Reading text →
# Home made Helmet cam



## Nebraska (Nov 7, 2005)

Put together a home made helmet cam this year.

Here are some of the vids:
https://www.revver.com/video/517151/helmet-cam-on-the-mtb/

https://www.revver.com/video/517174/helmet-cam-work/

and the setup:









Cost was minimal...except camera which I've had for quite some time...

Funny part about the jump vid was that it was the first time I hit that thing...not bad for an onsight..


----------



## Guest (Jan 2, 2008)

I like it. Good job  

You could probably take the same mount and put a regular camcorder up there.

Ultimately, the drawback is when you finally crash and smashing the camera to bits


----------



## Nebraska (Nov 7, 2005)

tigermtb said:


> I like it. Good job
> 
> You could probably take the same mount and put a regular camcorder up there.
> 
> Ultimately, the drawback is when you finally crash and smashing the camera to bits


only issue with a regular camcorder is the weight...this thing is really light.

and yes one day the camera is going to meet a branch or something...but I've had it for at least a year or two longer then I thought I would


----------



## Ultra Magnus (Jan 13, 2004)

tigermtb said:


> I like it. Good job
> 
> You could probably take the same mount and put a regular camcorder up there.
> 
> Ultimately, the drawback is when you finally crash and smashing the camera to bits


I tried putting a camcorder up on the helmet like that and it didn't work out so good. Maybe on a full face it'd be better, but on my XC lid, the weight plus high center of gravity made it tip around a lot. In a normal riding position, it'd shift my helmet way over the front of my brow making it difficult to see where I was going!

BM


----------



## Nebraska (Nov 7, 2005)

Like I said, this camera is very light...I don't think I'd do this setup with a camcorder...


----------



## Wow Video (Nov 18, 2008)

if you guys are looking to mount a video camera check out this wed site where you can make yourself a helmet cam. it has video to see what kind of footage you can get.

http://homemadehelmetcam.blogspot.com/


----------



## huskerXCrider (Oct 11, 2008)

Where are you at in those vids? Nice riding by the way!


----------



## Nebraska (Nov 7, 2005)

huskerXCrider said:


> Where are you at in those vids? Nice riding by the way!


first one is in Nepaug CT, the second is in Millers Pond, Durham CT.

Both were shot early last fall.

I've changed my set-up on the camera a little to include a wide angle lens.

Request 1 → List every web address posted in the helmet cam thread.

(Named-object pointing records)
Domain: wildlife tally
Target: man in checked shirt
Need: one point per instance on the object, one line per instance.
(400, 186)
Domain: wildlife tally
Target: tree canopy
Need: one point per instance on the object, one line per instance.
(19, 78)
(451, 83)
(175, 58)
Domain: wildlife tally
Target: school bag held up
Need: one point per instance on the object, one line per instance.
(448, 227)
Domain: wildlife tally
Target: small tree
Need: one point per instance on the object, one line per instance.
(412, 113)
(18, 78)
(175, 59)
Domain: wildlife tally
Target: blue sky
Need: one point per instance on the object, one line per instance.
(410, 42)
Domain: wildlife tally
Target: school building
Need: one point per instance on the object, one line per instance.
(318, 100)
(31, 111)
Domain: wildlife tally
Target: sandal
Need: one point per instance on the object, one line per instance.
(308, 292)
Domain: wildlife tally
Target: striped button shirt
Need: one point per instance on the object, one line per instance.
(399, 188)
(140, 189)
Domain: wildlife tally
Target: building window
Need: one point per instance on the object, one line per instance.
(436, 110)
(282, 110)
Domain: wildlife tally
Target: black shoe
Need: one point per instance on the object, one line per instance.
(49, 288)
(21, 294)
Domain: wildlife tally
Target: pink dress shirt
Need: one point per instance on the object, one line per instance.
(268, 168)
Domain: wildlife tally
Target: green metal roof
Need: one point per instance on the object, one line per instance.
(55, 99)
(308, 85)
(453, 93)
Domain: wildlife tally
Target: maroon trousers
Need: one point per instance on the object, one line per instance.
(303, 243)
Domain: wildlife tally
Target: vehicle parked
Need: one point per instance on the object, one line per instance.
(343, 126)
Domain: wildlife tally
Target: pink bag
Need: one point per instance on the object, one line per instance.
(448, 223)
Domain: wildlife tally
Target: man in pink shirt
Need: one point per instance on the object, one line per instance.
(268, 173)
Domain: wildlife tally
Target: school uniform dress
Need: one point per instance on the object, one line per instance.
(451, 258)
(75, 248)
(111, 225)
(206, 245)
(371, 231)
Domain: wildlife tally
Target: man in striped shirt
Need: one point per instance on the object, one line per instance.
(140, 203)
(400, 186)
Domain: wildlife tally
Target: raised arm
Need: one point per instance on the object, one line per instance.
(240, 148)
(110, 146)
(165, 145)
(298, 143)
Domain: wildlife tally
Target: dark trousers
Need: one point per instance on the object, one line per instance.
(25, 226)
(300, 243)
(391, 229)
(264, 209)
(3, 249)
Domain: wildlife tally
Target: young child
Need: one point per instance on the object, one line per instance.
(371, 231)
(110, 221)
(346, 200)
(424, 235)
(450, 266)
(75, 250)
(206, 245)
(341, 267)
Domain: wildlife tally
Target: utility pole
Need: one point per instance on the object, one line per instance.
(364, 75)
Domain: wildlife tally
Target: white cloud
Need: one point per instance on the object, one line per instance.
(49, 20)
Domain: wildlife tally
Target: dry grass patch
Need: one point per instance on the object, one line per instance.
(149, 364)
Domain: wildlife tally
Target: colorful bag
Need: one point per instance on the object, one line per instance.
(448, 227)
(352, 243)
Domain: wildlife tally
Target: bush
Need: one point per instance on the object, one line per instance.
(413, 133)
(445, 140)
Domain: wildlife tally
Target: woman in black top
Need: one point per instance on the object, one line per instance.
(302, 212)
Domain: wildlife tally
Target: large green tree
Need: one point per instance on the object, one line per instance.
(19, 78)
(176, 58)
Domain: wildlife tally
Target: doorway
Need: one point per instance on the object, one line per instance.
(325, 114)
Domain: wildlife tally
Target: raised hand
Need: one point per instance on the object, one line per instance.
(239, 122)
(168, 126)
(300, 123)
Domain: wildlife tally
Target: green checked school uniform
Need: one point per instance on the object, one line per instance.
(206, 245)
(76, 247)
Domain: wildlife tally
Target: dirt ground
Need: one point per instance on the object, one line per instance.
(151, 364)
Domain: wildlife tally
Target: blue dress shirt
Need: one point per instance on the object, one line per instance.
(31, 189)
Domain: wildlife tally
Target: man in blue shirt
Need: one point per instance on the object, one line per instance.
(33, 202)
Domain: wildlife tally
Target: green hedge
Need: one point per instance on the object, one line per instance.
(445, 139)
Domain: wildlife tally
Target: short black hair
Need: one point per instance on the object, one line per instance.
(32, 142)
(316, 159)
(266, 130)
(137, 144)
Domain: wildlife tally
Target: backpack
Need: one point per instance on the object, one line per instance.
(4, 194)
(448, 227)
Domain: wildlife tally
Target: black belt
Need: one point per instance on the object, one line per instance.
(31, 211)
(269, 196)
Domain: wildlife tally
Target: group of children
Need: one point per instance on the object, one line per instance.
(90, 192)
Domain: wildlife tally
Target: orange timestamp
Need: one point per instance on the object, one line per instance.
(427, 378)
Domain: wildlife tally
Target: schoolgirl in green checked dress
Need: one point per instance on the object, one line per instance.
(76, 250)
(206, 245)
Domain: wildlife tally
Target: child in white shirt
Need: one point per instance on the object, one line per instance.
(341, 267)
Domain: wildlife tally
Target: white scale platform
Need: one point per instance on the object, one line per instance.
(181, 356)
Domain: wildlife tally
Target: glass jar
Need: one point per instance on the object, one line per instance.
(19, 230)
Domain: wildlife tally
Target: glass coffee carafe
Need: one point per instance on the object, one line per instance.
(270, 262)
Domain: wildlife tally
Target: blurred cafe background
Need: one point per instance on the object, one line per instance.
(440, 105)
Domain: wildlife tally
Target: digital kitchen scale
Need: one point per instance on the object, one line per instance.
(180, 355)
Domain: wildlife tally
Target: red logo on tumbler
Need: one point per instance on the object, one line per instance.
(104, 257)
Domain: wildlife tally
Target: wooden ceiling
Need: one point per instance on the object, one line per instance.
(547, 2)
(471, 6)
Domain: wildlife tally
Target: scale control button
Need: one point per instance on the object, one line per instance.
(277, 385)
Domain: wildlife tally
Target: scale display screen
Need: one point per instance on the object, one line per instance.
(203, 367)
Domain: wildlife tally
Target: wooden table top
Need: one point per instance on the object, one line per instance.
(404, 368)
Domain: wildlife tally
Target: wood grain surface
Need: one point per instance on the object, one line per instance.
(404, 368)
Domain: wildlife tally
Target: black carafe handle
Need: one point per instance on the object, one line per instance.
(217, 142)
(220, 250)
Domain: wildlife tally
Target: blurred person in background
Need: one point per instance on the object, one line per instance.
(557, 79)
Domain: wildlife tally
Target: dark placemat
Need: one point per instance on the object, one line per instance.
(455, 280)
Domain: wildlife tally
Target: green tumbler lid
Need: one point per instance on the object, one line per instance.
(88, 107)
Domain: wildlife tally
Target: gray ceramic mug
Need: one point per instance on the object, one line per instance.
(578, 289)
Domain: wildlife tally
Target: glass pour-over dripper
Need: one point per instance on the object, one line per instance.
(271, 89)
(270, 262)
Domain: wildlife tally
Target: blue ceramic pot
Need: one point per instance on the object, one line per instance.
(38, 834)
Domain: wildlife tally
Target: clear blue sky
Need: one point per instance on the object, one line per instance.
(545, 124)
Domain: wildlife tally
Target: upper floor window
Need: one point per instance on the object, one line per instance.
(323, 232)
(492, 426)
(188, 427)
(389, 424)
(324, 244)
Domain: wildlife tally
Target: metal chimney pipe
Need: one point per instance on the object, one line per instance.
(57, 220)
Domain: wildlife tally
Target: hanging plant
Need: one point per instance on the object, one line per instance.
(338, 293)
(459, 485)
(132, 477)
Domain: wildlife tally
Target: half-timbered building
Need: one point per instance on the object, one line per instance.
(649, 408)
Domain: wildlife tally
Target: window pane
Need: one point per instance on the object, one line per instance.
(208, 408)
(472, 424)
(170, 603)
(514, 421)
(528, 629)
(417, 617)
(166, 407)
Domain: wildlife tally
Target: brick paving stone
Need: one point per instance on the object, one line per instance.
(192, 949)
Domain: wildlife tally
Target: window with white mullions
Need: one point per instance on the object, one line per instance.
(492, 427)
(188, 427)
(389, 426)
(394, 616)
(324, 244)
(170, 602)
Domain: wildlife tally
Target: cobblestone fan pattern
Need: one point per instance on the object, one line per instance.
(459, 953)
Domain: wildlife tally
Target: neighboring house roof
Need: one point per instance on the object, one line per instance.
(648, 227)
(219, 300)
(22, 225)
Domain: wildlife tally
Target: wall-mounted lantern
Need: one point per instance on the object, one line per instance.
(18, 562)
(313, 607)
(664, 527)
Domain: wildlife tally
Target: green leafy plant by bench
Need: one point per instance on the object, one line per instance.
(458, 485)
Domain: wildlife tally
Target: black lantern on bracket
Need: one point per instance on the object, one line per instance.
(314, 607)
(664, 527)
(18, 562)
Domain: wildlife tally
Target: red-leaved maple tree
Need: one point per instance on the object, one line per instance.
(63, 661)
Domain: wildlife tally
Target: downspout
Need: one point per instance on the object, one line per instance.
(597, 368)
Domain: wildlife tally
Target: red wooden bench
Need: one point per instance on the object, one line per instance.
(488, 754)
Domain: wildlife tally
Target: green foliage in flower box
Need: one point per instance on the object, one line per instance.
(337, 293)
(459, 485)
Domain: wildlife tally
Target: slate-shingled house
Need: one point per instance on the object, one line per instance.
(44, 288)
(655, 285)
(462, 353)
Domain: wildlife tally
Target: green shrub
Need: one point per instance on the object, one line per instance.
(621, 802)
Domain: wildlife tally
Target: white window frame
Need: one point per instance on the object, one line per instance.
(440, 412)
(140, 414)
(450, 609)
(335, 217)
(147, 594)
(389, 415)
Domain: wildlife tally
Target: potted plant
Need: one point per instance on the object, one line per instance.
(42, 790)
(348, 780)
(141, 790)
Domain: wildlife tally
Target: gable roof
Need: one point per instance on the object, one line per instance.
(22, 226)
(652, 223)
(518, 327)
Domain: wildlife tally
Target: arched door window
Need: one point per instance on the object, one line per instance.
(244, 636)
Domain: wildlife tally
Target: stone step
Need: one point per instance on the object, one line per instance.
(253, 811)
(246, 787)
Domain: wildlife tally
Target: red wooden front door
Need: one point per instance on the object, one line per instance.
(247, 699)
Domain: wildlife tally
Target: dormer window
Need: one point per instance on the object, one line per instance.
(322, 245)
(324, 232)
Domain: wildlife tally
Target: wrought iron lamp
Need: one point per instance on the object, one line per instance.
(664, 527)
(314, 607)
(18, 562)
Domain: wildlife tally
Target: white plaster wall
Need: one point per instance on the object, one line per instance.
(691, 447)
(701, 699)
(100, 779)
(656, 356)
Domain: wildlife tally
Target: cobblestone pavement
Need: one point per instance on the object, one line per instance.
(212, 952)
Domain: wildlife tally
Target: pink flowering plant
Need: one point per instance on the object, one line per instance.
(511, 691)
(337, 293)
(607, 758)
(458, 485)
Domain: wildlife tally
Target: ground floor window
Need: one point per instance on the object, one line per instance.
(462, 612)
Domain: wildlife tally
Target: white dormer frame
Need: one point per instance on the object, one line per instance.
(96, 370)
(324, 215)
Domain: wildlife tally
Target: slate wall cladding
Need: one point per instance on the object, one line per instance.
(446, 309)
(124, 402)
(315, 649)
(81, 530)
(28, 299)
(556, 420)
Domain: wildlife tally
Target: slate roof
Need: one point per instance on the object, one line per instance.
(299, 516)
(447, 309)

Request 2 → List each line of the records that contains the string "tree", matching case exactly.

Finished answer 1 →
https://www.revver.com/video/517151/helmet-cam-on-the-mtb/
https://www.revver.com/video/517174/helmet-cam-work/
http://homemadehelmetcam.blogspot.com/

Finished answer 2 →
Target: tree canopy
Target: small tree
Target: large green tree
Target: red-leaved maple tree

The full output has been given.